SELECTED PASSAGE START
Q&A with Snopes.com’s Brooke Binkowski: Finding the future of fact-checking

par Julie Schwietert Collazo
30 oct 2018 dans Combating Mis- and Disinformation

Fact-check site Snopes.com launched in the 1990s, an eon ago in Internet time, and is one of the Internet’s organic success stories. Having never been marketed through formal or paid channels, it has nonetheless managed to remain relevant and grow in popularity.

We spoke with editor Brooke Binkowski about the site’s history and processes, as well as its staying power and plans for the future as it takes a more journalistic role:

IJNet: Tell us about Snopes’ origins.

Binkowski: Snopes was founded by David Mikkelson, who's the publisher and often a writer at the site. He started it because he had a real thing for folklore and urban legends, and started collecting a sort of repository for them on the web — he was especially interested in how a story gets passed around and why some stories have staying power and others don't. Over time, it has changed into a sort of rumor-busting site.
SELECTED PASSAGE END
RECORDS START
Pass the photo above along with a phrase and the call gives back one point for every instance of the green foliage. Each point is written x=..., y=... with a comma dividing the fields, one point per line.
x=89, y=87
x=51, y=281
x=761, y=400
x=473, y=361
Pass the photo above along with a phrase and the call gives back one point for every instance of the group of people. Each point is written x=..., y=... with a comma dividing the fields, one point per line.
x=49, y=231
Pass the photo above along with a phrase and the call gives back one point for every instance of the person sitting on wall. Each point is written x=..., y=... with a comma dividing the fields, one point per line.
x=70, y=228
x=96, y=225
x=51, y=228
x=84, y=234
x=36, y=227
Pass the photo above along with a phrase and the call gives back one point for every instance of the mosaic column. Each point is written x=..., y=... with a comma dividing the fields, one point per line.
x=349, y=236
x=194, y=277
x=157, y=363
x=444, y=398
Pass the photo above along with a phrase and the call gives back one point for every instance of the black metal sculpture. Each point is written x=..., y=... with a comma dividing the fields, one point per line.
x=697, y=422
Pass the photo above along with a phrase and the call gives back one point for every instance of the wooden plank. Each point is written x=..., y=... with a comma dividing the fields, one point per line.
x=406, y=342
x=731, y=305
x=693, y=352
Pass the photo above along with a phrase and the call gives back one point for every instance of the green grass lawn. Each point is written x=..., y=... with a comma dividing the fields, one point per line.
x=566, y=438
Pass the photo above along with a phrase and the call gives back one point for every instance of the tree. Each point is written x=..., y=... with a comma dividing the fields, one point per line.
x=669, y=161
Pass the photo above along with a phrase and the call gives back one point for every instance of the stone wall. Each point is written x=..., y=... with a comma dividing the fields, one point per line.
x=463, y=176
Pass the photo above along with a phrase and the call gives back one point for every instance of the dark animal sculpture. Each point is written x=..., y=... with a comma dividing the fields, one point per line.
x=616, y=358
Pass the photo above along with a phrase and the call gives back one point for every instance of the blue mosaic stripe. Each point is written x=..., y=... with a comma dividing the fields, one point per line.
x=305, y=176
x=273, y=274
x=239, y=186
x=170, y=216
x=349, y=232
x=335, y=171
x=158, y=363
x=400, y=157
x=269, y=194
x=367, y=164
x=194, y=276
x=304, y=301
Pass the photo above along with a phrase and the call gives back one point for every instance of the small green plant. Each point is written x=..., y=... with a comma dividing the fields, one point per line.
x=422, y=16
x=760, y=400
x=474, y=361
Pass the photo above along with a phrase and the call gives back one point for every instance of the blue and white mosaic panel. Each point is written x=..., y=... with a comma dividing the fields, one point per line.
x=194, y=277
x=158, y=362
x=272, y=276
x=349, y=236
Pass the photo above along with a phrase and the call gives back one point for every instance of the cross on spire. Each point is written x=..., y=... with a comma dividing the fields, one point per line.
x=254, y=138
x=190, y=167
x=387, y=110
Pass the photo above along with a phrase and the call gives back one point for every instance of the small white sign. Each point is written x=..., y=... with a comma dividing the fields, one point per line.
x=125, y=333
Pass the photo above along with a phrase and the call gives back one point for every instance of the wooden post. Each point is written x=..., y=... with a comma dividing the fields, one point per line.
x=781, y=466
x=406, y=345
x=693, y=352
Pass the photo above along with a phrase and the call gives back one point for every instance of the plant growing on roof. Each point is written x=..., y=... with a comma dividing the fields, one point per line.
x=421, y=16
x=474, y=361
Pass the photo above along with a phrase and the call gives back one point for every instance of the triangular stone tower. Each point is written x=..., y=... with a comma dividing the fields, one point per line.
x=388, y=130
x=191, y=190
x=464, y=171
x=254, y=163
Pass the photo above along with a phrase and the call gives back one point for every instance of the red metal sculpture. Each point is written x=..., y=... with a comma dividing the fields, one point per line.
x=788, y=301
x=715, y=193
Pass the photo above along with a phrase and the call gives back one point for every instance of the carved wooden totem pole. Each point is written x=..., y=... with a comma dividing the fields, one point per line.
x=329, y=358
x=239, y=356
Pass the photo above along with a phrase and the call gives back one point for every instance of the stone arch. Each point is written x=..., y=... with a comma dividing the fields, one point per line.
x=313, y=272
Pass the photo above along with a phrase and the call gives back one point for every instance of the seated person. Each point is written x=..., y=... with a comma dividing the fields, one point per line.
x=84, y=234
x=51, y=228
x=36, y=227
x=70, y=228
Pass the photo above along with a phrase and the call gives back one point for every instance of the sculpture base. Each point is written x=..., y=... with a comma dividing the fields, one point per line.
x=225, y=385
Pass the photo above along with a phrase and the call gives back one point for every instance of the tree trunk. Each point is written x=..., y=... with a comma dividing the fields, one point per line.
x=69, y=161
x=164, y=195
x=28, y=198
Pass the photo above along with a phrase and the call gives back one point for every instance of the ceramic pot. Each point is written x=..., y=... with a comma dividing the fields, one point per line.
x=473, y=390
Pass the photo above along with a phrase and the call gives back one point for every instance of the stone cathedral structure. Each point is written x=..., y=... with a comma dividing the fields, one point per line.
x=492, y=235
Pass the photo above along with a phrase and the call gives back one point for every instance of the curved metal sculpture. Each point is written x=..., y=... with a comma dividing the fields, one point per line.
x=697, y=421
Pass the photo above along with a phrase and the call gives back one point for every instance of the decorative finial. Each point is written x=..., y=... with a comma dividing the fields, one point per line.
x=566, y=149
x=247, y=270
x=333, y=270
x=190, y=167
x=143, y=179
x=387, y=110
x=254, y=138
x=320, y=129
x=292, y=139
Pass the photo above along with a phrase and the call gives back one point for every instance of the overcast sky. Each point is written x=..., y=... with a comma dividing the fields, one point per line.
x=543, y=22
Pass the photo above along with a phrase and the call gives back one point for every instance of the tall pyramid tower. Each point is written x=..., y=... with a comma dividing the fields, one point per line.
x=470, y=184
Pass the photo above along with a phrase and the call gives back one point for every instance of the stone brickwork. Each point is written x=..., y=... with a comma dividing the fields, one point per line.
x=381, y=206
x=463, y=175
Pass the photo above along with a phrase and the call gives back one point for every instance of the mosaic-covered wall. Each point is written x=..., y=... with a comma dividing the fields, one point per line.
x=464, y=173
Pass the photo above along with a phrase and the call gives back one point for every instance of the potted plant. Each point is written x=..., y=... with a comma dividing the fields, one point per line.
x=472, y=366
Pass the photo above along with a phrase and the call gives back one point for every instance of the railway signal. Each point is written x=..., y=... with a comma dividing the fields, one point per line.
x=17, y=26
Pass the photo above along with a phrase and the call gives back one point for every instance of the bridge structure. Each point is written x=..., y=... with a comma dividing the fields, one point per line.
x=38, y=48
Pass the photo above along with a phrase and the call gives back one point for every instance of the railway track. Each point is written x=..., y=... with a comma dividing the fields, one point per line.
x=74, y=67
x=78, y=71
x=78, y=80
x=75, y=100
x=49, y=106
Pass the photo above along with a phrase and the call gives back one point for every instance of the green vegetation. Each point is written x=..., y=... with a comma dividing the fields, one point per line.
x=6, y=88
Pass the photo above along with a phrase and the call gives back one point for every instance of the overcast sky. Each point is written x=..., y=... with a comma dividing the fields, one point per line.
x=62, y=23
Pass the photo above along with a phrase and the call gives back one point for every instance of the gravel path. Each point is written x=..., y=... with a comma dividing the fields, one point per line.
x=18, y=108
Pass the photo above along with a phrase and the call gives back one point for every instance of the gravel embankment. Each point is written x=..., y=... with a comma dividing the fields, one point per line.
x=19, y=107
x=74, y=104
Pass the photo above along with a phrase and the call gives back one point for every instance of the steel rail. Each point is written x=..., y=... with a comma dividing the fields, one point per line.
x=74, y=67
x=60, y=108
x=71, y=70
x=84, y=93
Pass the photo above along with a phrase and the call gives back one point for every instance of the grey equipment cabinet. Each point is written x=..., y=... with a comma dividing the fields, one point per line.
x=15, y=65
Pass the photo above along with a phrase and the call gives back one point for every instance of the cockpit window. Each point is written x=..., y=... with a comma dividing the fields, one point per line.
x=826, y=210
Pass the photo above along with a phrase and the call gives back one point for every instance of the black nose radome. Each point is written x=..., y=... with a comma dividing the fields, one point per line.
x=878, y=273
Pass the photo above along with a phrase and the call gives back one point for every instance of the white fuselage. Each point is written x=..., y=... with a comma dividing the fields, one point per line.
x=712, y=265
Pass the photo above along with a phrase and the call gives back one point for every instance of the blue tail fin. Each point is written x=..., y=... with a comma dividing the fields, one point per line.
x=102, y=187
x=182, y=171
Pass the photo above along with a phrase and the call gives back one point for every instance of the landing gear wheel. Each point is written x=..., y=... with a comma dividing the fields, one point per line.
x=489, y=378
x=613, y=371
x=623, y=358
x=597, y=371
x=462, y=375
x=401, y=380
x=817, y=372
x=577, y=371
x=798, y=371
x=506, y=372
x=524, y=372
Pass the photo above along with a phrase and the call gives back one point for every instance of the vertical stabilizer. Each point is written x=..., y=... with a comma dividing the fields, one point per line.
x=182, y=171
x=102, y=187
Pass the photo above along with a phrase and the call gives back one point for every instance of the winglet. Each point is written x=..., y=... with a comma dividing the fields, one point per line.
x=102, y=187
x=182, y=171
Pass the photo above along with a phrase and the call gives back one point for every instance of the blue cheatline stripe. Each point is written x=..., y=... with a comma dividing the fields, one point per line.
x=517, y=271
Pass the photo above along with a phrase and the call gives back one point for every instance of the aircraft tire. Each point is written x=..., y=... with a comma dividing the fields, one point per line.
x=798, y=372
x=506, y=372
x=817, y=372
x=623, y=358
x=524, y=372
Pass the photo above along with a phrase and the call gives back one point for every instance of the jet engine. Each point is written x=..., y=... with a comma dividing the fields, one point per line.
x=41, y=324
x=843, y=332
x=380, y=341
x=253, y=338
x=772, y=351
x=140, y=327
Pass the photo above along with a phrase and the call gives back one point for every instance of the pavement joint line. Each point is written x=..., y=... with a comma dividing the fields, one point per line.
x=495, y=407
RECORDS END
**PROBLEMS TO WORK ON**
A. Write out the Snopes interview word for word from "Q&A with Snopes.com’s" to "grow in popularity.".
B. Carry on the Snopes interview from its last sentence.

**ANSWER LIST**
A.
Q&A with Snopes.com’s Brooke Binkowski: Finding the future of fact-checking

par Julie Schwietert Collazo
30 oct 2018 dans Combating Mis- and Disinformation

Fact-check site Snopes.com launched in the 1990s, an eon ago in Internet time, and is one of the Internet’s organic success stories. Having never been marketed through formal or paid channels, it has nonetheless managed to remain relevant and grow in popularity.

B.
Snopes has been pivoting toward a more journalistic/real-time info approach. Can you comment on that?

Well, there's a real need for it. Newsrooms keep collapsing for a variety of reasons, which is very dangerous.  People are always hungry for information, and in the absence of vetted facts, they'll spread misinformation or disinformation. We try to combat that as much as we possibly can. I, personally, try to write up news stories that I think have a possibility of ending up as half-truths or rumors later, sort of nipping the problem in the bud, as it were.

But also, that's where the Internet is now — everything is interactive; people don't like the one-way flow of information as much as they used to. They want real-time, they want response, they expect to see the real people behind the writing. It's not at all like it was 20 years ago, and for the most part, that's a good thing.  

Could you walk us through the fact-check process for Snopes?

We do a lot of boots-on-the-ground research: pulling files, going to the local universities, that sort of thing. It's a lot easier than it used to be, because everything's online, but it's still time-consuming. One thing that makes me laugh is when people send us nasty emails saying we're just amateurs using Google. If they had used Google like they say we do, they'd see our collective credentials.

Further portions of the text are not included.